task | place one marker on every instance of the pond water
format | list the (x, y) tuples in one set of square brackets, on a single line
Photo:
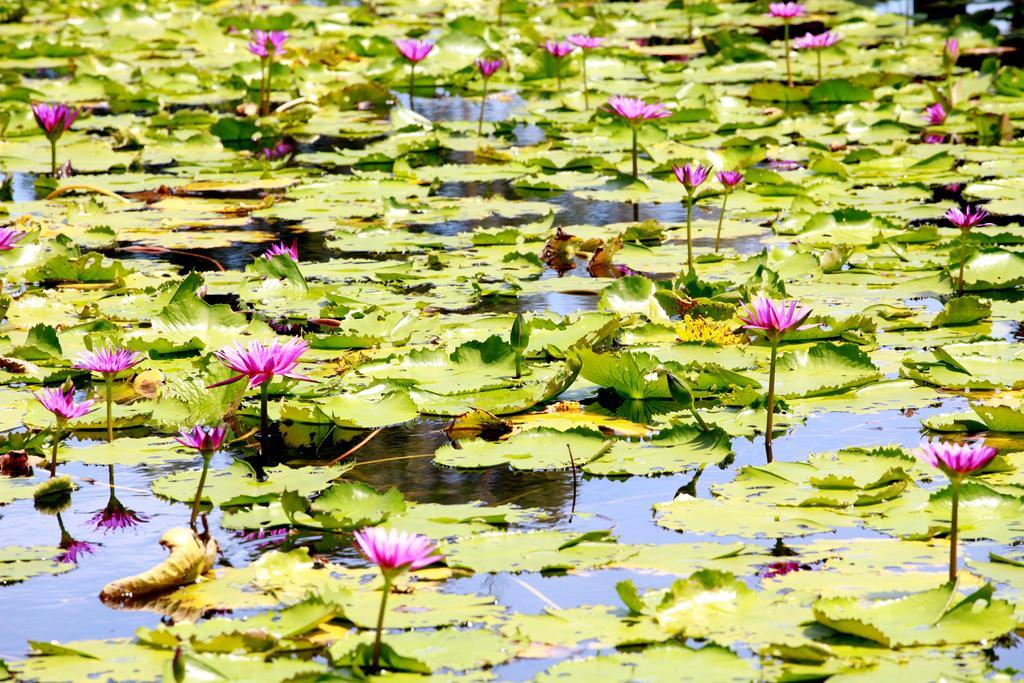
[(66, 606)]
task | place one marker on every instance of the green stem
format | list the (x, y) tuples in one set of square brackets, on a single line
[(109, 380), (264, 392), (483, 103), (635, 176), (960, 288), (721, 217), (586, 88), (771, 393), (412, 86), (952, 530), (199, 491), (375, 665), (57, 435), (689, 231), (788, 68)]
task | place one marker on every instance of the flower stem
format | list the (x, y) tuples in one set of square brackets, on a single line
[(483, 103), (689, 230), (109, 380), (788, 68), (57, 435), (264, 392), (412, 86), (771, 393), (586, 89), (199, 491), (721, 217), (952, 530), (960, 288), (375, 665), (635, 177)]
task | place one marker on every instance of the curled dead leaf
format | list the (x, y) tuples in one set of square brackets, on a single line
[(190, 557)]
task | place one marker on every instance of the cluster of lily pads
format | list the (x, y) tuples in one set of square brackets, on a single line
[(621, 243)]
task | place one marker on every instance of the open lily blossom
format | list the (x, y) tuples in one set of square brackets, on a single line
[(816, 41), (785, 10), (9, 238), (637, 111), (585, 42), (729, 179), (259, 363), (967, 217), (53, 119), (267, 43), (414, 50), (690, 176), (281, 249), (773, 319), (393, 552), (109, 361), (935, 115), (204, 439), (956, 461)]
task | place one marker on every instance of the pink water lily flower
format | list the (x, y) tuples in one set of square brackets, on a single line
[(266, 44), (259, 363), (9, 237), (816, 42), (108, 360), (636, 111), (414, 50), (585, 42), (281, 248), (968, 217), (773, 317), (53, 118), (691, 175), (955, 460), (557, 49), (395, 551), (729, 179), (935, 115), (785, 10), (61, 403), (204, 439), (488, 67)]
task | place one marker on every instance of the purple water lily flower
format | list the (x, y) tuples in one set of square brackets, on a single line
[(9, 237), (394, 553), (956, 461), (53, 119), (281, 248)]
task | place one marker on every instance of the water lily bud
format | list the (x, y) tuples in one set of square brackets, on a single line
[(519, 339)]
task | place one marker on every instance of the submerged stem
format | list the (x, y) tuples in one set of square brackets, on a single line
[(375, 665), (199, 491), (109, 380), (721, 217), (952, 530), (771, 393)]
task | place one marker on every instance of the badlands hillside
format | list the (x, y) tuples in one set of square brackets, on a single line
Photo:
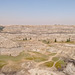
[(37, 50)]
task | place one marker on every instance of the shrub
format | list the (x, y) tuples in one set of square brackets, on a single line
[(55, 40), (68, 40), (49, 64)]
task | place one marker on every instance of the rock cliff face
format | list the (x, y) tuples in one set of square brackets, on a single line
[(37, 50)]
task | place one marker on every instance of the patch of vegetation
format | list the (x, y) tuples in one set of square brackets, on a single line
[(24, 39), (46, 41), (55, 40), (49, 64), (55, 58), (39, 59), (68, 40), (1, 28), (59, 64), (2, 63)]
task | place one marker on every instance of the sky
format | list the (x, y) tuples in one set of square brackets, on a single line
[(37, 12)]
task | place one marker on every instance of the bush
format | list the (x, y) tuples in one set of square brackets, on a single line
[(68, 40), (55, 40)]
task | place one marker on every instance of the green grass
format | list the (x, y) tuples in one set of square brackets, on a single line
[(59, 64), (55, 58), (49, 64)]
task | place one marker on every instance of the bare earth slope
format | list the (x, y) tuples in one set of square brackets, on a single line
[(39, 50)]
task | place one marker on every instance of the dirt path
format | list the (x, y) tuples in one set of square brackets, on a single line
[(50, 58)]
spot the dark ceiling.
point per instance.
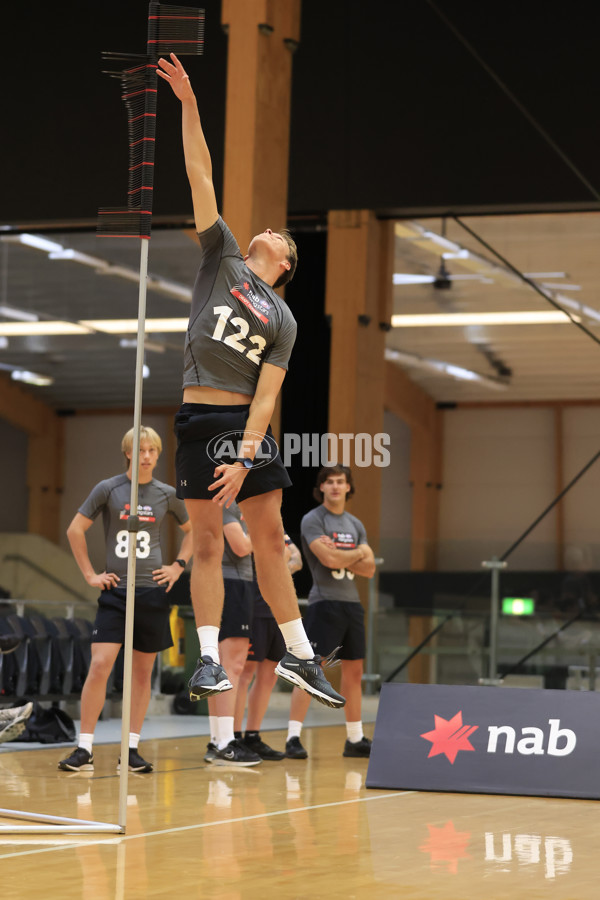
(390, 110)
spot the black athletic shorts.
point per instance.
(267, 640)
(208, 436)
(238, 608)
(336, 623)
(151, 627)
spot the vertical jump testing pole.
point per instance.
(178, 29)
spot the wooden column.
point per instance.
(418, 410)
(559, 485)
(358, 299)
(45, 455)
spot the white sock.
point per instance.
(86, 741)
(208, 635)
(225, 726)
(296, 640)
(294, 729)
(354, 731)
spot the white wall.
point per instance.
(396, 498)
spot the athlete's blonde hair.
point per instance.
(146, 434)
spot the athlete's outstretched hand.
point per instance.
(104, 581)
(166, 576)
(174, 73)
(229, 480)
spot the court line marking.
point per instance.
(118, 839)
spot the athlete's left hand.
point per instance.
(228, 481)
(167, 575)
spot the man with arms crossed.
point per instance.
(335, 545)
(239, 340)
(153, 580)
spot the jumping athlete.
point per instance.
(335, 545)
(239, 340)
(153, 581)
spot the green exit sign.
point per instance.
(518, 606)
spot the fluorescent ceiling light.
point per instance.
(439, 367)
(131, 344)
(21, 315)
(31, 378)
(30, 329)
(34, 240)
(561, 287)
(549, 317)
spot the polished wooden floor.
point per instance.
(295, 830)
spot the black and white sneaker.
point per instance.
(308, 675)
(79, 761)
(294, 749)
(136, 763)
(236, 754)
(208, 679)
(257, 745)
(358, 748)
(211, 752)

━━━━

Beginning at the line containing "spot the polished wooden floor.", repeat each line exactly through the last line of the entries, and include no other lines.

__Written response__:
spot the polished wooden floor.
point per instance.
(295, 830)
spot the black and white sneaker.
point per instance.
(308, 675)
(79, 761)
(294, 749)
(136, 763)
(236, 754)
(208, 679)
(257, 745)
(358, 748)
(211, 752)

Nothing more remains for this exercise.